# TO DO
Count the lines in the entries below that contain the string "flower" with matching case, and reply with the number alone.

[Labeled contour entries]
##############################
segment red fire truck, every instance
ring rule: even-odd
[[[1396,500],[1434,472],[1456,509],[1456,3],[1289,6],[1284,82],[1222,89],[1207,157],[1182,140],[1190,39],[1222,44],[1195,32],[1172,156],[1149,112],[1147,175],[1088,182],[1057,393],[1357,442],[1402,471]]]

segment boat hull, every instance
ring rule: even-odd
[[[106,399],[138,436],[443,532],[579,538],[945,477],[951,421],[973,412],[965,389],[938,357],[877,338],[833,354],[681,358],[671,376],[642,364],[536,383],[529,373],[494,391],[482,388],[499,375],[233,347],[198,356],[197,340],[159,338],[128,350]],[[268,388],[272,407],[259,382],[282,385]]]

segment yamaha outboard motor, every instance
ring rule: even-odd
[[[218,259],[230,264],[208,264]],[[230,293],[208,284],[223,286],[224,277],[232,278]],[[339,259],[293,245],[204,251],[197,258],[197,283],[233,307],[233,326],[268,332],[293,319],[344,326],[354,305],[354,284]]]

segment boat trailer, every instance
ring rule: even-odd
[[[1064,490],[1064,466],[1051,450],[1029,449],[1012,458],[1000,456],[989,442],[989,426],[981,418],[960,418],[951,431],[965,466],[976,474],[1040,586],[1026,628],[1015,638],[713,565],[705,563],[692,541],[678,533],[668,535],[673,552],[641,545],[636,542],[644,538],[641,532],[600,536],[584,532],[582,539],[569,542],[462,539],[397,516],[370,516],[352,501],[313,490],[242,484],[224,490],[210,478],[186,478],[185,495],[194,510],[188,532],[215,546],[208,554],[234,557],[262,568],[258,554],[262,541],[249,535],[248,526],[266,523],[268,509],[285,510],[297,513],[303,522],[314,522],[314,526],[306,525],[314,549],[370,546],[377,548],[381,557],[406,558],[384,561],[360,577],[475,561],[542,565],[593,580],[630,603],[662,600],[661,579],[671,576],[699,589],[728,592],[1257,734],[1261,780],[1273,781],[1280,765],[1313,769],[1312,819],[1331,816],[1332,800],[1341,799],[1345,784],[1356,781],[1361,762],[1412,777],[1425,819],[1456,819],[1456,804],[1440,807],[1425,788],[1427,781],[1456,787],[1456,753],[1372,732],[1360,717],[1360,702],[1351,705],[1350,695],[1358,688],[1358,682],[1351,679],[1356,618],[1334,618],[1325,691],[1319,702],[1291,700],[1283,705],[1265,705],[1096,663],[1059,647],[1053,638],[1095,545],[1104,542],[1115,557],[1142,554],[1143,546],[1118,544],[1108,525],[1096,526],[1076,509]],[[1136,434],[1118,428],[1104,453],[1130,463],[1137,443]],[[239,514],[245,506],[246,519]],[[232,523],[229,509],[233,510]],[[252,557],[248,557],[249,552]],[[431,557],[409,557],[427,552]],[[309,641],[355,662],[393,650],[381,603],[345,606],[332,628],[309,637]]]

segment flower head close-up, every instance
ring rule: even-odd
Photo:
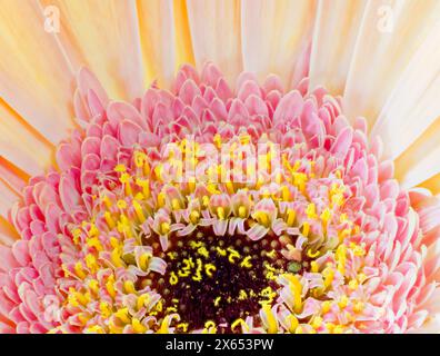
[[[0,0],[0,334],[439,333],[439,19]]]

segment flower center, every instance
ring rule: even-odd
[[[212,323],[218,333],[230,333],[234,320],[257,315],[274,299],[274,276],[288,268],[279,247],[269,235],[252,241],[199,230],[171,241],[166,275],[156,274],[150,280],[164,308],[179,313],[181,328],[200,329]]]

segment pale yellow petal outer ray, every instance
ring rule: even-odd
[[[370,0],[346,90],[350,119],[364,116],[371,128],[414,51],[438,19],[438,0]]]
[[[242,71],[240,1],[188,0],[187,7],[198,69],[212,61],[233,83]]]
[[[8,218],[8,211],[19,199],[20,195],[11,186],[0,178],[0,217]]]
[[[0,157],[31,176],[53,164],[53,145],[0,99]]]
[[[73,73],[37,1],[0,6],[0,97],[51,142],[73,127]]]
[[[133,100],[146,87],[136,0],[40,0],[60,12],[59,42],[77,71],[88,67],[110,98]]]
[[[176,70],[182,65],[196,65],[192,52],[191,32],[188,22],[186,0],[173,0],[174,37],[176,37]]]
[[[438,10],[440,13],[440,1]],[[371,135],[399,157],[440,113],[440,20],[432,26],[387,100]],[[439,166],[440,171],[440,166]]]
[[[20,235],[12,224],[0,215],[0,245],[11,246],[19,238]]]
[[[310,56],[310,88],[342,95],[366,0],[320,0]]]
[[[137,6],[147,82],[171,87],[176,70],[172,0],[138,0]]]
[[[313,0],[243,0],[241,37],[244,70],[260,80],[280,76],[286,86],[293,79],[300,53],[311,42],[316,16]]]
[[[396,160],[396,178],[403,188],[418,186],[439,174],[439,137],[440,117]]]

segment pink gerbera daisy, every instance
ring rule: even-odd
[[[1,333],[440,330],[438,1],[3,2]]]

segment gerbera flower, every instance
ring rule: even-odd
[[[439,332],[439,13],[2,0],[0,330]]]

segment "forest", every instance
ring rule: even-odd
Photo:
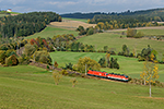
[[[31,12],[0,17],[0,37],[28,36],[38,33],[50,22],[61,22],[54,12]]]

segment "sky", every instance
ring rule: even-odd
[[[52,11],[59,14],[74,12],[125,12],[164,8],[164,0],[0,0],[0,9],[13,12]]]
##############################
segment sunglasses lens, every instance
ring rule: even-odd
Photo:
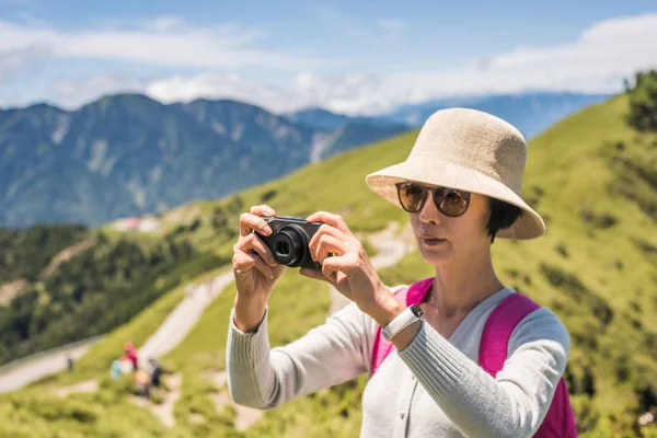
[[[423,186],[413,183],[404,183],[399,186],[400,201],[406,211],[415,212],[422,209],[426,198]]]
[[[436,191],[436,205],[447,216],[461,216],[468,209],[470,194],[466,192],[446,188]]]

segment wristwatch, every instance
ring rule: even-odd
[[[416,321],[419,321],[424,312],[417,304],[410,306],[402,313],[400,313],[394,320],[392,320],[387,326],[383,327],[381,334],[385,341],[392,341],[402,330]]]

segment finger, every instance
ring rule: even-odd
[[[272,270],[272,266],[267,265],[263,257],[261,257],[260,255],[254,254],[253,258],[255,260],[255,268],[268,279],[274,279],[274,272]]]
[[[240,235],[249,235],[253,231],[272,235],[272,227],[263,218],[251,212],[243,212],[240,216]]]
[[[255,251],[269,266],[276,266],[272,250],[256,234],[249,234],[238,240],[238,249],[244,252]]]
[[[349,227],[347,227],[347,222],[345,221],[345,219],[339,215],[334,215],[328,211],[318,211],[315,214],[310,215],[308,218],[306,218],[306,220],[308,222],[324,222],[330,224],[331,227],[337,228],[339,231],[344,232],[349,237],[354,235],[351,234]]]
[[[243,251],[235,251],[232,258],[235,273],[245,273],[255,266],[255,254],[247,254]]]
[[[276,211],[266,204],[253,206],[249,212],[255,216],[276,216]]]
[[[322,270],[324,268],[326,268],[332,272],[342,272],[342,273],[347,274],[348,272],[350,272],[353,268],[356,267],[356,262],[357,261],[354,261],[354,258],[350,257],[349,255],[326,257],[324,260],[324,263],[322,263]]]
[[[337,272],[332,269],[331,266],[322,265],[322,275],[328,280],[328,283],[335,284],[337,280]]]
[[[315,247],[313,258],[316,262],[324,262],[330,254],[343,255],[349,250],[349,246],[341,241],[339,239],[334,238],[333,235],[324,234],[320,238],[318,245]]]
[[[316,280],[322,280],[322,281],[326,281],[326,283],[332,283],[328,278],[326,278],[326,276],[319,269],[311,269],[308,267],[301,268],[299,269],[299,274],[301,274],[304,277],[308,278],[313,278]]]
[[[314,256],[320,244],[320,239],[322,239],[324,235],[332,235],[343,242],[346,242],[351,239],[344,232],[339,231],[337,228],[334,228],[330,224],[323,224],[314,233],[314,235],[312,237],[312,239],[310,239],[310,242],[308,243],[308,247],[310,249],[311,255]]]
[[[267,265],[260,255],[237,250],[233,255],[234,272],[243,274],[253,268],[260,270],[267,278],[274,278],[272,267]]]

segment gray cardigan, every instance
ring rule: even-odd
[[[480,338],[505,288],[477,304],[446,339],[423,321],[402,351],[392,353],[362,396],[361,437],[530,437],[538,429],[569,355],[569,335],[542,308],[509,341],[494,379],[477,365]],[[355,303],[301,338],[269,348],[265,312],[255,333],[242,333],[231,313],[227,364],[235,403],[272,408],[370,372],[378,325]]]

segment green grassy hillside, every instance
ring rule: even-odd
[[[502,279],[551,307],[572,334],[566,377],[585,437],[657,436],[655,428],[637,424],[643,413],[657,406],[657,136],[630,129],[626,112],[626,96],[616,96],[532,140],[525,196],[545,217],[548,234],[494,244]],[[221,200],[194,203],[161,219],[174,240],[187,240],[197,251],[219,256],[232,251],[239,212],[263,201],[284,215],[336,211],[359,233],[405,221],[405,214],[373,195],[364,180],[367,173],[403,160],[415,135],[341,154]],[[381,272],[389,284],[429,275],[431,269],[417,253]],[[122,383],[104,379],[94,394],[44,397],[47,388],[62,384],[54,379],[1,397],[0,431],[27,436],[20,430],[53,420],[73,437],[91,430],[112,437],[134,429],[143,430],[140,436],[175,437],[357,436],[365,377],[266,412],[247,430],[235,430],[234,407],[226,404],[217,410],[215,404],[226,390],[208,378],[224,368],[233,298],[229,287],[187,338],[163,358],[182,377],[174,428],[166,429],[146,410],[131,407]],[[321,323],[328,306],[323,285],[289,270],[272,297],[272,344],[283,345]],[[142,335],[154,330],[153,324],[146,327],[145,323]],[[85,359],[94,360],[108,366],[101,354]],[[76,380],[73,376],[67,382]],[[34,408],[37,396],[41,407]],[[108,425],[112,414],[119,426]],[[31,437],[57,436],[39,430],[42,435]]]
##############################
# FINISHED EXERCISE
3